TASK DESCRIPTION:
In full and without change, repeat the records shown below.

THE DATA:

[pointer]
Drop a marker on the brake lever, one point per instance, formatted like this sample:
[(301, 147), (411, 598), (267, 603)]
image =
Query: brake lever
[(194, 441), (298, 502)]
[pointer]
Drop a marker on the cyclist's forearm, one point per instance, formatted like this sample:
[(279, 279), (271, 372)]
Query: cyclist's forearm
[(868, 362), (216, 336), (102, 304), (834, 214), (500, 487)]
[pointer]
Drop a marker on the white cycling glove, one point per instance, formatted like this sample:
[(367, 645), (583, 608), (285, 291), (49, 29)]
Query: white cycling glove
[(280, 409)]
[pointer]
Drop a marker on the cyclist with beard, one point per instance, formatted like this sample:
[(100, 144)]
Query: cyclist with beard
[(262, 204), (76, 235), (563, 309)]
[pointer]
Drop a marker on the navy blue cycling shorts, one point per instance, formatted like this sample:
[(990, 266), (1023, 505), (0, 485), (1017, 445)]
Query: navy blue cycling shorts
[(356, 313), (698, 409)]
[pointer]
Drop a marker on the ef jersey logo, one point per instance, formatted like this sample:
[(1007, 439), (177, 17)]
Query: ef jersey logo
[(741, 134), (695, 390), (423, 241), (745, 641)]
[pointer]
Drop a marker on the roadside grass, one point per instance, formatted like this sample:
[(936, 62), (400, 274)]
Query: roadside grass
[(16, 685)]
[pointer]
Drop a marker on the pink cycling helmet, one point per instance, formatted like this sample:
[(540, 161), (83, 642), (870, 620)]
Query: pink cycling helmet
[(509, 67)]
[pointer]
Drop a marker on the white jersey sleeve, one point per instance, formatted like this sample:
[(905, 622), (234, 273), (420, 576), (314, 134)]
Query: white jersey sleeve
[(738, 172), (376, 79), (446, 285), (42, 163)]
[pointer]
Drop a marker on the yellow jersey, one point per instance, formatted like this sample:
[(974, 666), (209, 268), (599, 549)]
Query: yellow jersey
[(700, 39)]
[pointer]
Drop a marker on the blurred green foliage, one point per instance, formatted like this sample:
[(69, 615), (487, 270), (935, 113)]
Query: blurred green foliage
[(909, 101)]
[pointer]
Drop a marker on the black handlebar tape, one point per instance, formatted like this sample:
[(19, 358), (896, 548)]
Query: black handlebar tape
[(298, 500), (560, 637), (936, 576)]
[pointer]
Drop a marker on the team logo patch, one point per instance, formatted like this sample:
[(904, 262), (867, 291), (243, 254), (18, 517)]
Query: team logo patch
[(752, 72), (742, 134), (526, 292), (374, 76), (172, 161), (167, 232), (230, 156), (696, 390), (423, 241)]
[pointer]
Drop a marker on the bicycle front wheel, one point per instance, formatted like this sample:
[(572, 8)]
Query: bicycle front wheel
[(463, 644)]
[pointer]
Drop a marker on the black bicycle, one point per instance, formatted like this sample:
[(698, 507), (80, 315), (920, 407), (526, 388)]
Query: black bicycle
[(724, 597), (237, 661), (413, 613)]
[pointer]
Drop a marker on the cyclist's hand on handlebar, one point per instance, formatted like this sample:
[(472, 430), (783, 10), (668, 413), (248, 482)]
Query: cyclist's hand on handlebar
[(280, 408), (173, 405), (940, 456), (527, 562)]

RESPONSE AREA:
[pointer]
Drop a marker on the brake lever, one point per instance, formatted like this sample:
[(301, 147), (411, 598), (267, 603)]
image =
Query: brake lever
[(194, 441), (298, 502)]
[pointer]
Drop a marker on the cyclist's forearm, one point per instance, formatted like this sample:
[(279, 279), (271, 372)]
Query: cyclist's forearm
[(868, 362), (216, 336), (102, 304), (834, 214), (500, 487)]
[pointer]
Drop a marker on the white cycling glove, one point per instance, formatted like this sample:
[(367, 645), (583, 608), (285, 291), (49, 29)]
Query: white cycling glove
[(280, 409)]
[pointer]
Drop a marker on the cyclist with beard, one point per instance, formatted like this sample:
[(100, 144)]
Query: cyclist with beard
[(262, 204), (76, 235), (563, 309)]
[pointer]
Drop a marker on the navy blue cycling shorts, one point per instance, formatted like this sample:
[(990, 266), (1023, 505), (0, 485), (1017, 445)]
Query: navy blue cycling shorts
[(356, 313), (698, 409)]
[pointer]
Drop a marker on the ef jersey logo, one point per instance, formatted like this sample:
[(1007, 439), (177, 17)]
Query: ef jersey logo
[(741, 134), (695, 390), (423, 241), (745, 641)]
[pointer]
Drop a marker on the roadside grass, one point per instance, formatted like this sample:
[(936, 62), (400, 274)]
Query: roadside grass
[(16, 685)]
[pointer]
Drop a marker on the pink cycling helmet, one point per instance, formatted like this sample:
[(540, 161), (83, 642), (870, 620)]
Query: pink cycling helmet
[(509, 67)]
[pointer]
Drop a marker on the white jersey sleeve, one point per instance, formatted like this sample:
[(905, 622), (234, 273), (420, 576), (314, 134)]
Query: white jersey sleeve
[(738, 172), (376, 79), (446, 285), (42, 163)]
[pointer]
Drop a marker on the yellow jersey, one point per instance, formatted like this sample:
[(974, 666), (209, 268), (599, 549)]
Query: yellow jersey
[(700, 39)]
[pointer]
Drop a marker on the blurred green foliage, one point per instance, formatted like this sample:
[(69, 615), (487, 270), (935, 113)]
Query: blurred green foliage
[(909, 101)]
[pointer]
Drop a marker on the black handlebar tape, one point per instance, formatted like this sample:
[(19, 358), (896, 548)]
Query: black handlebar tape
[(298, 500), (560, 637), (936, 576)]
[pointer]
Drop a marker on the team logo patch, one point per instance, formatted like this sample:
[(904, 262), (867, 291), (243, 254), (18, 517)]
Query: team logo patch
[(752, 72), (742, 134), (526, 292), (374, 76), (172, 161), (167, 232), (230, 156), (696, 390), (423, 241)]
[pointer]
Drop a marker on the bicycle front wheel, one point per instance, formatted like this sample:
[(572, 8)]
Query: bicycle front wheel
[(463, 644)]
[pointer]
Drop a marker on the black bicycle, one point per instance, formatted like this sample:
[(698, 507), (80, 315), (920, 407), (526, 388)]
Query: black bicycle
[(724, 597), (237, 661), (413, 613)]
[pointer]
Drop a marker on the cyclist's hand on handlebar, one point per instance, formatted like this sample:
[(472, 430), (783, 10), (668, 413), (248, 482)]
Query: cyclist's hand on handlebar
[(280, 408), (173, 405), (940, 456), (527, 562)]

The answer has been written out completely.